— EXCERPT TO READ —
Another revelation, Lois Weber's "Hypocrites" is a deeply eccentric,
troublingly lyrical vision, for its day - 1915! - and ours. Whatever its
daring and innovation, it's a film that needs to be seen through the scrim
of pioneering feminist filmmaking, which is the political hook upon which
the four-feature Kino set it's part of hangs (work by Alice Guy-Blaché, Ruth
Ann Baldwin, Cleo Madison and "Mrs. Wallace Reid" is included). Talk about a
secret history within a history; bizarrely, women directors were common in
the day of reactionary-bigot bigwig D.W. Griffith, and within what quickly
became just a few years later an almost completely male industry. The
scholarship exploring these newly recognized careers is far from done, and
you'd stump your average film school prof by asking them to name a single
title from these filmographies. But in the teens audiences were well aware -
the title sequence of "Hypocrites" begins with a statement and signed
portrait of the filmmaker.

— RECORDS PROVIDED —
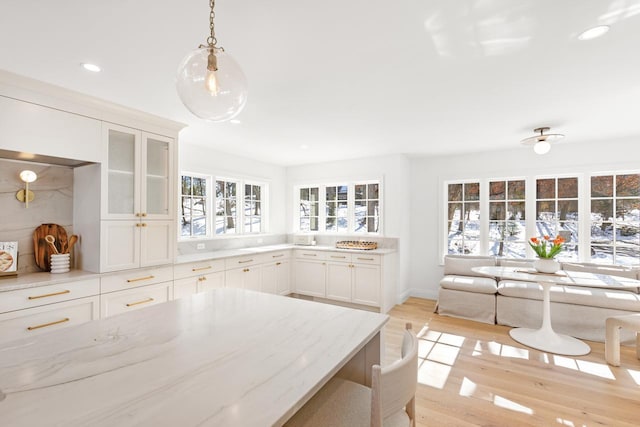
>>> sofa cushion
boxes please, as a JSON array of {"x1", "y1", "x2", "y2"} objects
[
  {"x1": 444, "y1": 255, "x2": 496, "y2": 276},
  {"x1": 498, "y1": 280, "x2": 640, "y2": 311},
  {"x1": 498, "y1": 258, "x2": 535, "y2": 268},
  {"x1": 440, "y1": 275, "x2": 498, "y2": 294},
  {"x1": 562, "y1": 262, "x2": 640, "y2": 293}
]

— TASK INSTRUCTIONS —
(a) According to the passage about "Hypocrites," what does the film's title sequence begin with?
(b) Reproduce every line of the entries, including the requests, but shift each box coordinate in the answers up by 22. Leave the pictures out.
The passage about "Hypocrites" and the entries were taken from unrelated sources.

— ANSWER LIST —
(a) A statement and signed portrait of the filmmaker.

(b)
>>> sofa cushion
boxes please, as a JSON array of {"x1", "y1", "x2", "y2"} objects
[
  {"x1": 466, "y1": 277, "x2": 518, "y2": 298},
  {"x1": 520, "y1": 302, "x2": 662, "y2": 333},
  {"x1": 520, "y1": 280, "x2": 557, "y2": 290},
  {"x1": 462, "y1": 297, "x2": 520, "y2": 316},
  {"x1": 584, "y1": 284, "x2": 662, "y2": 315}
]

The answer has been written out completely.